### Your goal
Each record below should appear again exactly as written.
======== Excerpted records ========
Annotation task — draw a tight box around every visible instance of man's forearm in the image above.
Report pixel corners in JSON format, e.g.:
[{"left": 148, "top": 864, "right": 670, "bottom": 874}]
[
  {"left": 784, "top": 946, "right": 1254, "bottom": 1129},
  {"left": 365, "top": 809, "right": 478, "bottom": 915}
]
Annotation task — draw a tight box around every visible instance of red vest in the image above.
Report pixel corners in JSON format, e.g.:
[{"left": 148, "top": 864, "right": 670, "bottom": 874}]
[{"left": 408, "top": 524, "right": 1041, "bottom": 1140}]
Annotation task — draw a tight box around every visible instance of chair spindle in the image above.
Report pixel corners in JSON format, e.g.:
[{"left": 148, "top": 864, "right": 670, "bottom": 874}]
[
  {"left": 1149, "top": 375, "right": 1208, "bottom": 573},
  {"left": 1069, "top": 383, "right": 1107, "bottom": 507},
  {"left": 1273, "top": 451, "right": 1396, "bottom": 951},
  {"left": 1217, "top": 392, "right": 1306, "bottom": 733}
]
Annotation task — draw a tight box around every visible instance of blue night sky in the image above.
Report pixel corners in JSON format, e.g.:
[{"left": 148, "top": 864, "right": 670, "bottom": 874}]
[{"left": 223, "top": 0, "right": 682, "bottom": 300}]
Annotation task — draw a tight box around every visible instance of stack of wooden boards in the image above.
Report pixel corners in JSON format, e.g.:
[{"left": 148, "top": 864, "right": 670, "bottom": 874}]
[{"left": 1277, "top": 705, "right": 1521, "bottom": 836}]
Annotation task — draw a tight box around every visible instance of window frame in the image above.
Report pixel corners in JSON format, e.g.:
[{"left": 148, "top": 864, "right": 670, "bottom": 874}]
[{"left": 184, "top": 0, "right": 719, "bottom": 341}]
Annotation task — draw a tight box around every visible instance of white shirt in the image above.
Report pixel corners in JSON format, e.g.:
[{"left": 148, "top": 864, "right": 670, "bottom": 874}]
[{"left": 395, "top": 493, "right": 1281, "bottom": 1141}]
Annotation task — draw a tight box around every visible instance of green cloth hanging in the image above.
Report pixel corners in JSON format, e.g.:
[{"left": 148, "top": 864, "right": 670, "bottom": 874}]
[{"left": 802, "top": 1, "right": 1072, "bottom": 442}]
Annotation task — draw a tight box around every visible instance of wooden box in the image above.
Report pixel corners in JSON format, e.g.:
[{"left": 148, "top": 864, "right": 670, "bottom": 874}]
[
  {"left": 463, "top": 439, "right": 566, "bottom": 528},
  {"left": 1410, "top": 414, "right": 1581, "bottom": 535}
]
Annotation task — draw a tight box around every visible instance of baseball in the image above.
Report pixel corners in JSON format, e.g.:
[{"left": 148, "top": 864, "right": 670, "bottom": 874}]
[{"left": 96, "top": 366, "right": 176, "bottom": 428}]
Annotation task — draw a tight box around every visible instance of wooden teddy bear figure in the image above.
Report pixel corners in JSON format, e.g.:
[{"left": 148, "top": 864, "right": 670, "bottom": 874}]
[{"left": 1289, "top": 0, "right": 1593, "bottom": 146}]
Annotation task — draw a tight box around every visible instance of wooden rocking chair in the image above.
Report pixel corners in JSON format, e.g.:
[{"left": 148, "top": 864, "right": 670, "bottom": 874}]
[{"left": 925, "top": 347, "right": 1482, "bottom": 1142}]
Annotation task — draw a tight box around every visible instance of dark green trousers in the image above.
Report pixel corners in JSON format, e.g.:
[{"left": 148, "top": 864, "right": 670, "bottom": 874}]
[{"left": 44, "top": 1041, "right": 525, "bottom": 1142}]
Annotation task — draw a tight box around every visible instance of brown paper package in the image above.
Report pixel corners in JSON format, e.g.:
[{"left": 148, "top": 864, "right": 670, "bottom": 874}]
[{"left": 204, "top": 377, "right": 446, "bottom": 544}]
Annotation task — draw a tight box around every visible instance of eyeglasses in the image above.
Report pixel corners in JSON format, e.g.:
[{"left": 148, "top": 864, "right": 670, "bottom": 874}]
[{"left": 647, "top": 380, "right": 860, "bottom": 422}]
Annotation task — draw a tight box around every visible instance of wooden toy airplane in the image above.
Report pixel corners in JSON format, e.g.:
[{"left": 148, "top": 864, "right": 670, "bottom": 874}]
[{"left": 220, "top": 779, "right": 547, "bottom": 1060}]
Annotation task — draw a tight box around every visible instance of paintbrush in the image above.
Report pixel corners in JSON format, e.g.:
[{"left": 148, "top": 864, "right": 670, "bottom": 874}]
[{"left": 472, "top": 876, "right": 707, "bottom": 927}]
========
### Solution below
Annotation task — draw a tight box around every visible instance of man's forearm in the image above.
Report pixel corners in JSON format, e.g.:
[{"left": 148, "top": 864, "right": 670, "bottom": 874}]
[
  {"left": 784, "top": 946, "right": 1254, "bottom": 1129},
  {"left": 365, "top": 809, "right": 478, "bottom": 915}
]
Annotation task — draw a tight box around every visible instance of red vest in the image above.
Report pixel corners in JSON format, e.g.:
[{"left": 148, "top": 864, "right": 670, "bottom": 874}]
[{"left": 408, "top": 524, "right": 1041, "bottom": 1140}]
Annotation task — draw a tight box around every visible instance of chair spindle in the image above.
Report pixel corners in JSON format, e.g.:
[{"left": 148, "top": 864, "right": 670, "bottom": 874}]
[
  {"left": 1149, "top": 375, "right": 1208, "bottom": 573},
  {"left": 1069, "top": 383, "right": 1107, "bottom": 507},
  {"left": 1273, "top": 451, "right": 1396, "bottom": 951},
  {"left": 1217, "top": 392, "right": 1306, "bottom": 733}
]
Annotation task — draw a tight box around every visible instance of blue night sky in the image above.
Report pixel corners in JSON format, e.g.:
[{"left": 148, "top": 864, "right": 670, "bottom": 874}]
[{"left": 223, "top": 0, "right": 682, "bottom": 300}]
Annotation task — draw a tight box around every visible instance of stack of wooden boards in the image above.
Report pixel corners in JSON format, e.g.:
[{"left": 148, "top": 864, "right": 670, "bottom": 874}]
[{"left": 1277, "top": 705, "right": 1521, "bottom": 836}]
Annotation task — draw a tight box around every visible instance of window frame in the image above.
Report pixel corners in JSON format, e.g.:
[{"left": 148, "top": 864, "right": 670, "bottom": 874}]
[{"left": 184, "top": 0, "right": 719, "bottom": 341}]
Annotation task — draw a tight box around every visible instance of white shirt in the image above.
Report pixel corners in JSON format, e.g.:
[{"left": 148, "top": 864, "right": 670, "bottom": 874}]
[{"left": 395, "top": 493, "right": 1281, "bottom": 1141}]
Annotation task — draw a tight box around every visible instance of green cloth hanging in the image above.
Report pixel corners in JSON format, e.g.:
[{"left": 148, "top": 864, "right": 670, "bottom": 874}]
[{"left": 802, "top": 1, "right": 1072, "bottom": 442}]
Annotation task — draw a tight box around every visible instance of wooden box in the image above.
Report pixel corners in JSON format, e.g.:
[{"left": 148, "top": 864, "right": 670, "bottom": 874}]
[
  {"left": 463, "top": 439, "right": 566, "bottom": 528},
  {"left": 1410, "top": 414, "right": 1581, "bottom": 535}
]
Annotation task — draw a tight box around every visible instance of baseball in the image above.
Report pixel corners in JSON format, e.g.:
[{"left": 148, "top": 864, "right": 670, "bottom": 874}]
[{"left": 96, "top": 366, "right": 176, "bottom": 428}]
Annotation task — draw a tight box around every visible instance of wooden teddy bear figure in the image above.
Report pixel corners in JSON format, e.g.:
[{"left": 148, "top": 864, "right": 670, "bottom": 874}]
[{"left": 1289, "top": 0, "right": 1593, "bottom": 146}]
Annotation task — draw a tight box around every visible instance of wooden rocking chair in the image above.
Report pixel corners in JSON format, e.g.:
[{"left": 148, "top": 864, "right": 670, "bottom": 874}]
[{"left": 925, "top": 347, "right": 1482, "bottom": 1142}]
Annotation task — draw a tight box around every visible instance of dark green trousers in the image above.
Report pixel corners in JSON format, e.g.:
[{"left": 148, "top": 864, "right": 670, "bottom": 874}]
[{"left": 44, "top": 1041, "right": 525, "bottom": 1142}]
Annotation task — draw a tight box around every visible instance of brown paper package in the image above.
Report pixel corners in JSON format, e.g.:
[{"left": 148, "top": 864, "right": 670, "bottom": 874}]
[{"left": 204, "top": 377, "right": 446, "bottom": 544}]
Annotation task — draw a tight box around every visible instance of eyeglasses in the image above.
Report pixel corners in JSON format, e.g.:
[{"left": 148, "top": 864, "right": 670, "bottom": 874}]
[{"left": 647, "top": 380, "right": 860, "bottom": 422}]
Annotation task — draw a tight box around every visible instance of wooden toy airplane in the image above.
Report pixel corners in JSON format, e.g.:
[{"left": 148, "top": 864, "right": 670, "bottom": 874}]
[{"left": 220, "top": 779, "right": 547, "bottom": 1060}]
Annotation task — draw a tight box around every visible instance of paintbrush in the image above.
Report pixel corners in JSON format, e.g.:
[{"left": 148, "top": 864, "right": 670, "bottom": 874}]
[{"left": 472, "top": 876, "right": 707, "bottom": 927}]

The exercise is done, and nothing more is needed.